» **Text passage**:

>> BEGIN

The name of democracy is uniquely a modern phenomenon and the primary site of the theologico-political problem, which manifests in a dual aspect: 1) the originary, impossible moment of violence articulated by Hobbes in the one who must covenant to form the State. This is the radically free decision, ex nihilo, of the libertine who, “while engaged in reasoning, is caught in the hermetic circle of his own solitude and uniqueness—even if the argumentation is the same for all the libertines” (Deleuze). 2) This is the impulse (both Hobbes and Hume are in agreement here) that sets itself the task of submission to a force greater than itself. The alternatives for this task are set out several times in Deleuze’s text under the names of sadism and masochism:

“In Sade the imperative and descriptive function of language transcends itself toward a pure demonstrative, instituting function [fascism], and in Masoch toward a dialectical, mythical and persuasive function [democracy]. These two transcendent functions essentially characterize the two perversions, they are twin ways in which the monstrous exhibits itself in reflection [emphasis added].”

And again: “the specific impulse underlying the contract [masochism] is toward the creation of a law, even if in the end the law should take over and impose its authority upon the contract itself; whereas the corresponding impulse at work in the case of institution [fascism] is toward the degradation of all laws and the establishment of a superior power that sets itself above them”.*

*It is, incidentally, precisely this threat that is identified in a different way by Rancière when he claims that democracy occurs at the moment when a discontinuity between law and nature occurs and, à la Critchley, that democracy is nothing other than the maintenance of an “interstitial distance” (Critchley’s term) or “an-archic” moment (both Rancière and Critchley) of immanent critique.

But, the perversion leads us from contract to ritual: “the masochist is led back into the impersonal realm of fate, which finds expression in the myth [and ritual] … The situation that the masochist establishes by contract, at a specific moment and for a specific period, is already fully contained timelessly and ritually in the symbolic order of masochism”. But this is a transformed, monstrous, law (the “law of the mother”), a parody of law whose mode of expression is not discourse (the symbolic order of the father) but laughter (when Severin returns to Wanda to satisfy his contractual obligations, her response is simply to laugh—is this not almost precisely what Cixous means by the laugh of the medusa?).

>> END

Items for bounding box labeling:
>> BEGIN

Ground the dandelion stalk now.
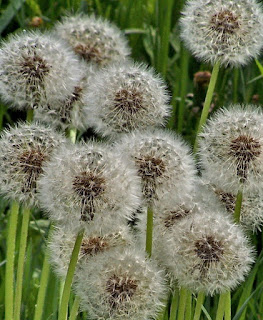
[58,230,84,320]
[5,201,19,320]
[177,288,188,320]
[234,190,243,223]
[194,61,220,152]
[146,205,153,257]
[14,207,30,320]
[193,292,205,320]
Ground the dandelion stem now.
[58,230,84,320]
[14,207,30,320]
[34,228,52,320]
[170,288,179,320]
[193,292,205,320]
[146,206,153,257]
[194,62,220,152]
[26,109,34,123]
[216,292,228,320]
[5,201,19,320]
[234,190,243,223]
[177,288,188,320]
[69,296,80,320]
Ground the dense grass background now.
[0,0,263,320]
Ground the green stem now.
[177,45,189,133]
[26,109,34,123]
[234,190,243,224]
[5,201,19,320]
[216,292,228,320]
[34,228,52,320]
[146,205,153,257]
[194,62,220,152]
[58,231,84,320]
[69,296,80,320]
[170,288,179,320]
[225,291,231,320]
[185,291,192,320]
[193,292,205,320]
[14,207,30,320]
[177,288,188,320]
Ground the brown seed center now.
[73,172,105,221]
[21,55,49,80]
[106,274,138,309]
[195,236,224,267]
[114,89,143,114]
[211,10,239,34]
[18,148,47,192]
[229,135,261,182]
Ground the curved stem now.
[5,201,19,320]
[194,62,220,152]
[234,190,243,224]
[58,230,84,320]
[146,205,153,257]
[14,208,30,320]
[193,292,205,320]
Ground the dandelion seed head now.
[199,105,263,195]
[54,15,130,67]
[180,0,263,66]
[75,248,166,320]
[0,123,65,206]
[0,32,82,109]
[85,63,170,138]
[40,142,141,224]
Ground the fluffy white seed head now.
[199,105,263,194]
[48,220,133,277]
[0,32,82,109]
[75,249,166,320]
[39,142,141,225]
[82,63,170,138]
[180,0,263,66]
[0,123,66,206]
[163,208,254,295]
[114,130,196,206]
[54,15,130,67]
[34,63,94,131]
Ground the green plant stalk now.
[146,205,153,257]
[5,201,19,320]
[194,62,220,153]
[216,292,228,320]
[185,291,192,320]
[193,292,205,320]
[26,109,34,123]
[177,288,188,320]
[58,230,84,320]
[69,296,80,320]
[14,207,30,320]
[34,235,50,320]
[177,45,189,133]
[170,288,179,320]
[225,291,231,320]
[234,190,243,224]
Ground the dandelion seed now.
[199,105,263,194]
[54,15,130,67]
[180,0,263,66]
[0,32,82,109]
[0,123,65,205]
[40,143,141,225]
[115,130,195,206]
[85,63,170,138]
[76,249,166,320]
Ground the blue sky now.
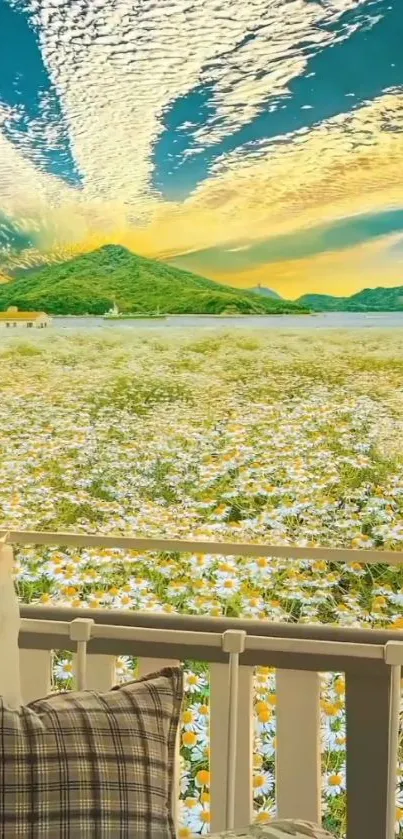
[0,0,403,296]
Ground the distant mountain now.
[0,245,306,315]
[249,285,284,300]
[296,286,403,312]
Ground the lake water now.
[51,312,403,334]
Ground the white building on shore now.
[0,306,52,329]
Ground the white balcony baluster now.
[87,653,116,693]
[20,649,52,703]
[276,670,321,824]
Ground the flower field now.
[0,329,403,839]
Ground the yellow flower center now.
[196,769,210,787]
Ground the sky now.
[0,0,403,299]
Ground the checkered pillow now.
[0,668,183,839]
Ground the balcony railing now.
[3,531,403,839]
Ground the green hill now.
[249,285,283,300]
[0,245,306,315]
[297,286,403,312]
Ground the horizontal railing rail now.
[0,530,403,565]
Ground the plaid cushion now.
[0,668,183,839]
[210,819,335,839]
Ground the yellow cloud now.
[210,236,403,300]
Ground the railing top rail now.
[0,530,403,565]
[22,618,403,664]
[20,604,403,646]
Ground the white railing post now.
[222,629,246,830]
[385,641,403,839]
[210,630,253,833]
[70,618,94,690]
[20,649,52,704]
[87,653,116,693]
[276,670,321,824]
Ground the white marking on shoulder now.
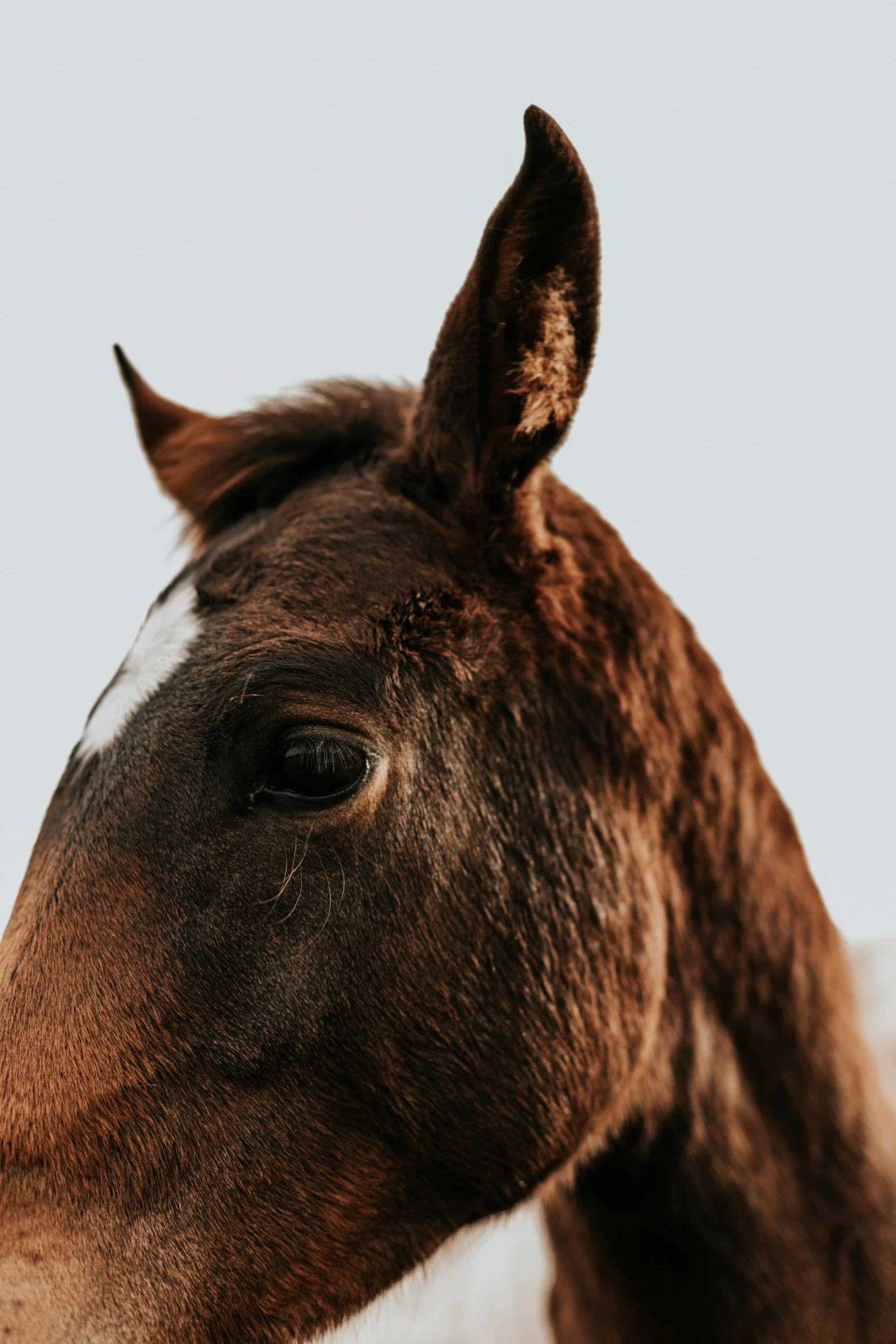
[77,580,201,761]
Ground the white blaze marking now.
[78,582,200,760]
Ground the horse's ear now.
[401,108,600,507]
[113,345,250,542]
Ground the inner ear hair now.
[404,108,600,510]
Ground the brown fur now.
[0,109,896,1344]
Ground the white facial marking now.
[78,582,200,760]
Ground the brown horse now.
[0,109,896,1344]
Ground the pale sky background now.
[0,0,896,938]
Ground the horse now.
[0,108,896,1344]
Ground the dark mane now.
[196,377,418,535]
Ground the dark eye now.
[265,733,367,802]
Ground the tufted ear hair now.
[401,108,600,510]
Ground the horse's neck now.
[548,647,896,1344]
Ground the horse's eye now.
[265,733,367,802]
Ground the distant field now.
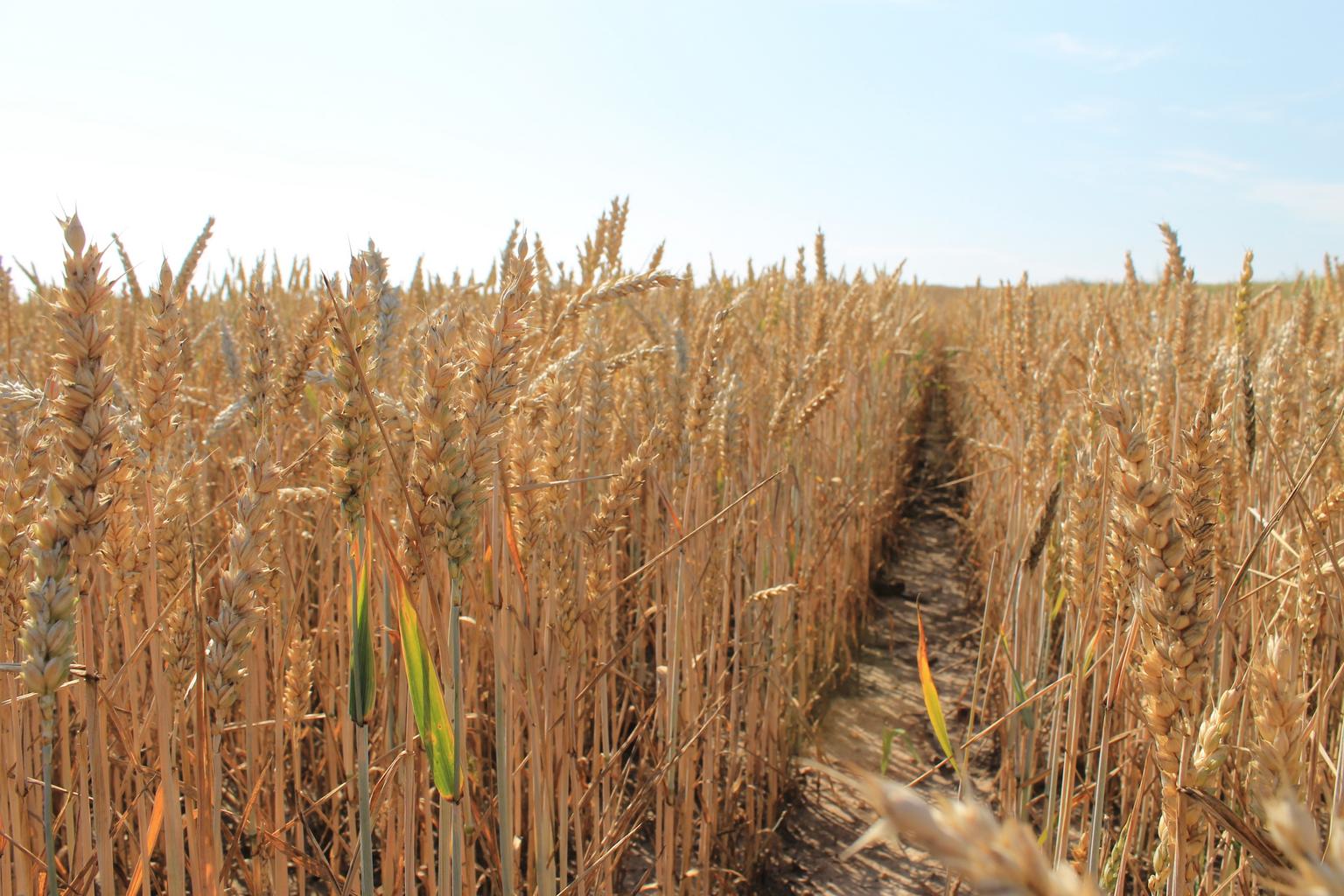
[0,212,1344,896]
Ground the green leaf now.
[396,575,459,799]
[349,528,378,725]
[915,610,961,771]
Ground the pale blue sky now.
[0,0,1344,284]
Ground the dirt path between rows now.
[752,391,992,896]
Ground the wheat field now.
[0,206,1344,896]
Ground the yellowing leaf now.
[915,610,961,771]
[394,570,459,799]
[349,530,378,725]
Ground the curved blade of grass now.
[915,610,961,773]
[394,572,459,799]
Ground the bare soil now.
[752,395,992,896]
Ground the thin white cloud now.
[1040,31,1168,73]
[1156,150,1344,224]
[1249,178,1344,224]
[1157,151,1253,181]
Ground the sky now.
[0,0,1344,284]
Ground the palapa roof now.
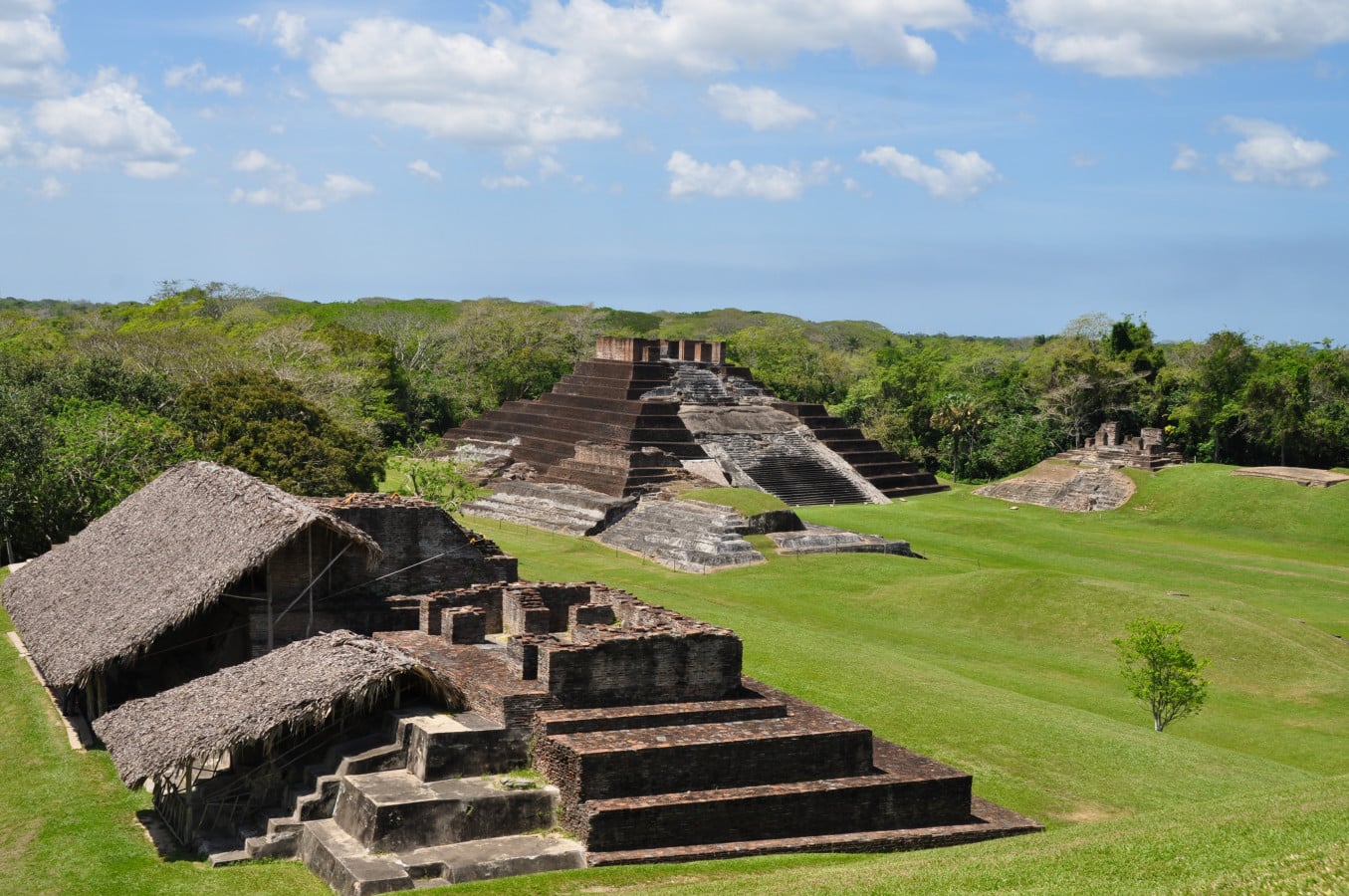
[93,630,421,786]
[0,460,380,688]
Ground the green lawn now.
[0,466,1349,893]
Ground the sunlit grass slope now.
[0,466,1349,893]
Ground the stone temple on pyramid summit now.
[445,337,946,506]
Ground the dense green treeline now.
[0,284,1349,559]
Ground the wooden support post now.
[263,558,277,653]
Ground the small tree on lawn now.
[1114,616,1209,732]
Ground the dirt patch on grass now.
[1232,467,1349,489]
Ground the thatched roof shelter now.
[95,630,425,786]
[0,462,380,688]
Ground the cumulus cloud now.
[33,175,66,200]
[520,0,976,73]
[164,62,244,96]
[0,0,66,96]
[665,151,837,202]
[1219,114,1338,187]
[407,159,445,183]
[312,19,620,145]
[1008,0,1349,77]
[235,9,309,60]
[229,165,375,212]
[707,84,814,130]
[858,145,999,201]
[33,69,191,178]
[483,174,529,190]
[298,0,976,148]
[1171,143,1204,172]
[232,149,282,174]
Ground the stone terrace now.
[379,581,1040,865]
[445,337,946,505]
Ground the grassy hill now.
[0,466,1349,893]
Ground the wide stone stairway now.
[773,401,949,504]
[377,583,1040,865]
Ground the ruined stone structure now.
[445,337,945,505]
[96,581,1040,896]
[1056,421,1185,472]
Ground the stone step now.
[535,714,871,812]
[586,796,1044,868]
[301,819,585,896]
[535,698,787,737]
[407,713,529,782]
[334,771,558,853]
[576,770,972,853]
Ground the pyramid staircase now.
[445,359,707,495]
[772,401,949,504]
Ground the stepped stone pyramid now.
[445,337,946,506]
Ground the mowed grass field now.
[0,466,1349,893]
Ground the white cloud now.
[164,62,244,96]
[303,0,977,148]
[232,149,282,174]
[229,162,375,212]
[1219,114,1338,187]
[235,9,309,60]
[483,174,529,190]
[539,155,566,181]
[707,84,814,130]
[33,69,193,178]
[407,159,445,183]
[665,151,837,202]
[33,175,66,200]
[311,19,620,145]
[0,0,66,96]
[1171,143,1204,172]
[858,145,999,201]
[520,0,976,75]
[271,9,309,60]
[1008,0,1349,77]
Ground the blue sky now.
[0,0,1349,342]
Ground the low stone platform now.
[369,583,1041,865]
[768,523,917,558]
[463,482,637,537]
[596,498,764,572]
[1232,467,1349,489]
[301,819,585,896]
[974,460,1135,513]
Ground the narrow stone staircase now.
[246,711,585,896]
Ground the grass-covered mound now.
[0,467,1349,893]
[679,489,787,517]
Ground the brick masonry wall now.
[539,631,742,707]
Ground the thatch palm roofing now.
[93,630,421,786]
[0,460,380,688]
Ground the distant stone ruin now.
[0,463,1041,896]
[974,460,1135,513]
[1232,467,1349,489]
[1055,420,1185,472]
[445,337,946,506]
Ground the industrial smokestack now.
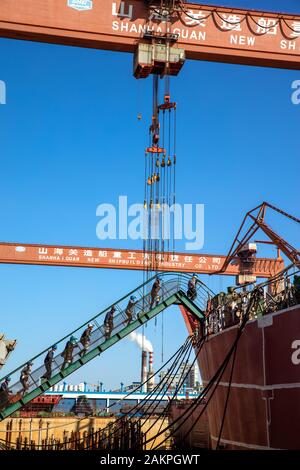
[141,351,147,392]
[147,351,154,392]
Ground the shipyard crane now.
[216,202,300,274]
[0,242,284,278]
[0,0,300,70]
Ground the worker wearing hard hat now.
[61,336,79,370]
[42,344,57,380]
[0,377,12,410]
[149,276,161,310]
[123,295,138,325]
[187,273,199,300]
[20,361,33,395]
[79,323,94,356]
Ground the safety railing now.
[0,273,212,413]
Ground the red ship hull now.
[184,305,300,450]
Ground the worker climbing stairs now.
[0,273,212,420]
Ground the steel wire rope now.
[0,337,189,444]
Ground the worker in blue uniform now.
[123,295,138,325]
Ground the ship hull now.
[185,305,300,450]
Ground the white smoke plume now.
[129,331,153,352]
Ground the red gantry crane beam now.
[0,0,300,69]
[0,243,284,278]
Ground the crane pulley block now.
[134,42,185,78]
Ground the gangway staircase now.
[0,273,213,421]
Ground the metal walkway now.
[0,273,213,421]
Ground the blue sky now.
[0,0,300,388]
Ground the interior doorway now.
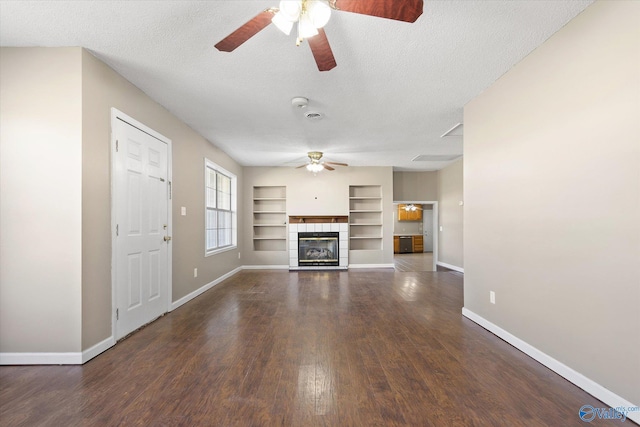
[393,200,438,271]
[111,109,171,340]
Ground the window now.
[204,159,237,255]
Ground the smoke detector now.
[304,111,322,120]
[291,96,309,108]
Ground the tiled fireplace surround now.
[289,216,349,270]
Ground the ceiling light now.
[291,96,309,108]
[271,0,331,45]
[271,12,293,35]
[307,162,324,174]
[304,111,322,120]
[307,0,331,28]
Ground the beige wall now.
[464,1,640,410]
[437,159,464,268]
[0,48,82,353]
[393,172,438,202]
[82,51,242,348]
[242,167,393,266]
[0,48,243,353]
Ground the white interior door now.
[422,210,433,252]
[113,118,170,339]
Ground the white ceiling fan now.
[296,151,349,173]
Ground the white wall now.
[438,159,464,269]
[0,48,82,353]
[464,1,640,408]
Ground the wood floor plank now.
[0,267,630,427]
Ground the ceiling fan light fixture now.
[307,163,324,174]
[278,0,302,22]
[306,0,331,28]
[298,13,318,39]
[271,12,293,35]
[271,12,293,35]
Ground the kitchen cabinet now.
[393,236,424,254]
[413,236,424,253]
[398,205,422,221]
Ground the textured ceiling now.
[0,0,592,170]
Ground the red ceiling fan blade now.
[307,28,337,71]
[331,0,423,22]
[216,9,276,52]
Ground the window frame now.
[204,157,238,257]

>> END

» **What you will do**:
- a) In the passage on democracy, under what names are the alternatives for the task of submission set out in Deleuze's text?
- b) From the passage on democracy, set down everything from "But, the perversion" down to "of the medusa?).", word for word.

» **Responses by task**:
- a) Sadism and masochism.

- b)
But, the perversion leads us from contract to ritual: “the masochist is led back into the impersonal realm of fate, which finds expression in the myth [and ritual] … The situation that the masochist establishes by contract, at a specific moment and for a specific period, is already fully contained timelessly and ritually in the symbolic order of masochism”. But this is a transformed, monstrous, law (the “law of the mother”), a parody of law whose mode of expression is not discourse (the symbolic order of the father) but laughter (when Severin returns to Wanda to satisfy his contractual obligations, her response is simply to laugh—is this not almost precisely what Cixous means by the laugh of the medusa?).